>>>

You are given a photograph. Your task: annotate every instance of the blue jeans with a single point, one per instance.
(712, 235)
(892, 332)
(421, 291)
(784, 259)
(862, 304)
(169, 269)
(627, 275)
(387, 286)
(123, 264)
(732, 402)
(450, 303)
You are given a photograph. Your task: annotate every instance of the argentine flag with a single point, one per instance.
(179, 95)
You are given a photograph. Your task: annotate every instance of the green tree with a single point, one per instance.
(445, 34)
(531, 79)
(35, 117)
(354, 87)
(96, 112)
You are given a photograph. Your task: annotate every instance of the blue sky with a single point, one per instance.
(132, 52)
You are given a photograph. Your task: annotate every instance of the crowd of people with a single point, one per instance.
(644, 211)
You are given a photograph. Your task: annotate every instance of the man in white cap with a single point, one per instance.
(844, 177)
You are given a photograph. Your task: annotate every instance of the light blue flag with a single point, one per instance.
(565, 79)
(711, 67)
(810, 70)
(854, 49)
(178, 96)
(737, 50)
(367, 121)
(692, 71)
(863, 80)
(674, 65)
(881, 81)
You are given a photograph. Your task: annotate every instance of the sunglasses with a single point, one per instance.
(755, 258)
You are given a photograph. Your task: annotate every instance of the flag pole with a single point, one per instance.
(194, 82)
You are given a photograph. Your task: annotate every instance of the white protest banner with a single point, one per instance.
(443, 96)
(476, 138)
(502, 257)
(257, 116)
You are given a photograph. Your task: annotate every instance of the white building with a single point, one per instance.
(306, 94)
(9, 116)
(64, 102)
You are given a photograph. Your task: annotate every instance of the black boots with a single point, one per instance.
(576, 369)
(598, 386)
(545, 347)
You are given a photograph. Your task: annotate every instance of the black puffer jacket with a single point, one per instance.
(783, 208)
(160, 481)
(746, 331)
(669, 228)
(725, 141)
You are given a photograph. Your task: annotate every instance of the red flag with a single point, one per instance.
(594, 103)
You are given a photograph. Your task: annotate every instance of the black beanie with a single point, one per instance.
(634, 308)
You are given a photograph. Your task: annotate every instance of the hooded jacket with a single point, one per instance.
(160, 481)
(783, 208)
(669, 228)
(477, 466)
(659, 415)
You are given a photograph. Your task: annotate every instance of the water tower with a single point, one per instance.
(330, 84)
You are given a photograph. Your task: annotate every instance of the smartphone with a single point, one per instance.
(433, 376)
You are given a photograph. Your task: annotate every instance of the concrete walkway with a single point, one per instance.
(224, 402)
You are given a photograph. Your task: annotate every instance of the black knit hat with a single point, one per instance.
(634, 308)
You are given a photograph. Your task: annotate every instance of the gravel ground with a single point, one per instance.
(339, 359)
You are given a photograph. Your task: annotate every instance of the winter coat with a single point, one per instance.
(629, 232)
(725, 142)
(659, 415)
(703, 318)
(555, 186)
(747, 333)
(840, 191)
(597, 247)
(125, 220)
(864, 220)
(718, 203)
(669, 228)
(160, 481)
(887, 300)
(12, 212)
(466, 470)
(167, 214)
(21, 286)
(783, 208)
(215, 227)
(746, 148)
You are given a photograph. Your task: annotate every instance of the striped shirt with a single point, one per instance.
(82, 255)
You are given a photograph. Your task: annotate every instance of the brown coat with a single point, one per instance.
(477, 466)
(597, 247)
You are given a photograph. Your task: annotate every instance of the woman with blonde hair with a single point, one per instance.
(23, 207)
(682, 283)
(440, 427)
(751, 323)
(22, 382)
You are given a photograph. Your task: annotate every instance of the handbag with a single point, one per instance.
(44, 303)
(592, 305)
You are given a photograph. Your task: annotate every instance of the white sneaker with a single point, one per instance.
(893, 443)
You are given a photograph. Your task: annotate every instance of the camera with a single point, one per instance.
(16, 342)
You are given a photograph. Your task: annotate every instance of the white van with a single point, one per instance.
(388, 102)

<<<
>>>

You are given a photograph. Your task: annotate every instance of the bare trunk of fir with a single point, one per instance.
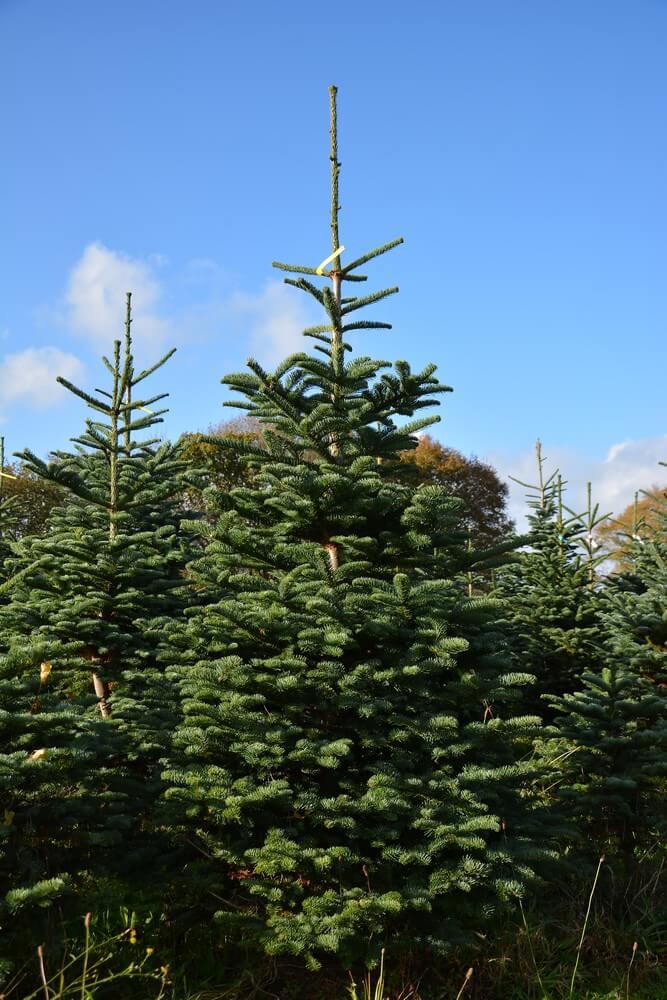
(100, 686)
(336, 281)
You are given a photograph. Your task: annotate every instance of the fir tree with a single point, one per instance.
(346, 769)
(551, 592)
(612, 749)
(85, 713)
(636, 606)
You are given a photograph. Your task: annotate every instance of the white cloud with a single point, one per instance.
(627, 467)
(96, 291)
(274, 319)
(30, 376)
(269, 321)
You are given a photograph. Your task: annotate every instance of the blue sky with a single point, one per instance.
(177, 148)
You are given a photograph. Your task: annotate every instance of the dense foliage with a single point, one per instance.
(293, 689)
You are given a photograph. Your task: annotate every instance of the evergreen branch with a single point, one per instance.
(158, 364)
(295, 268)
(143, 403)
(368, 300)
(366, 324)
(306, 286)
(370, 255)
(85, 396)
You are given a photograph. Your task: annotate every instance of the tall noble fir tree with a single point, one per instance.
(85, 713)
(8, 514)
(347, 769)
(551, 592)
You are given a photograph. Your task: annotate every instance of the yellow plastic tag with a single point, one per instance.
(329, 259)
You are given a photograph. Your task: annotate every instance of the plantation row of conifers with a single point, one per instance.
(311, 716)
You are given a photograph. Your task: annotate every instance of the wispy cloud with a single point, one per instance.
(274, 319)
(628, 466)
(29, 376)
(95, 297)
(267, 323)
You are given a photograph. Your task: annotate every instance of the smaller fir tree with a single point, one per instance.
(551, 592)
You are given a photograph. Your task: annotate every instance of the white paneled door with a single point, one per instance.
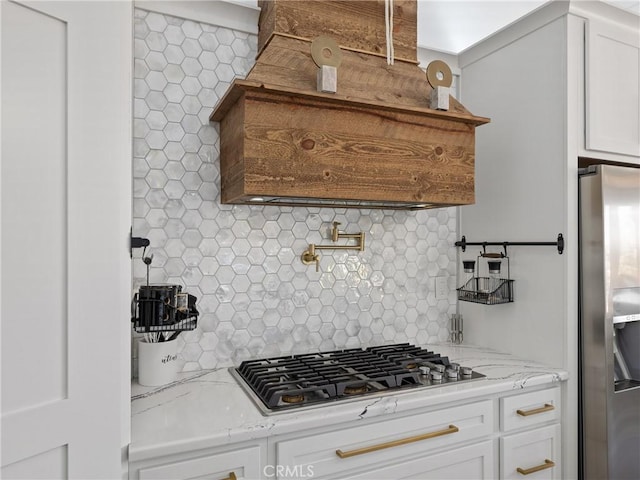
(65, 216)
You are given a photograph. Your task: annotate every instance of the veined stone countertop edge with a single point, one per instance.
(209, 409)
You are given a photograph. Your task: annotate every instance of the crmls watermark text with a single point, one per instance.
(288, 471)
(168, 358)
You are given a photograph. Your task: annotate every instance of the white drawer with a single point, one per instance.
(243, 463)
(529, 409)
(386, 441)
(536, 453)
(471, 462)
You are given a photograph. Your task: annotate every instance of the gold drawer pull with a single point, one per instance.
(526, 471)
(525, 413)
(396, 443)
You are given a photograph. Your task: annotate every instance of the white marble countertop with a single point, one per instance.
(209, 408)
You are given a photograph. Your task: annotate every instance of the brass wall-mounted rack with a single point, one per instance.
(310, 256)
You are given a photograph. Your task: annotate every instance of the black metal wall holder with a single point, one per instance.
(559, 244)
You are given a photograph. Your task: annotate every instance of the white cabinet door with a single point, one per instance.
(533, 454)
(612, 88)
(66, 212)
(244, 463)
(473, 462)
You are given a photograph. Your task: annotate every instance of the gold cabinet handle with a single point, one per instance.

<<<

Give only the number of lines in the data above that contain the word "jacket".

2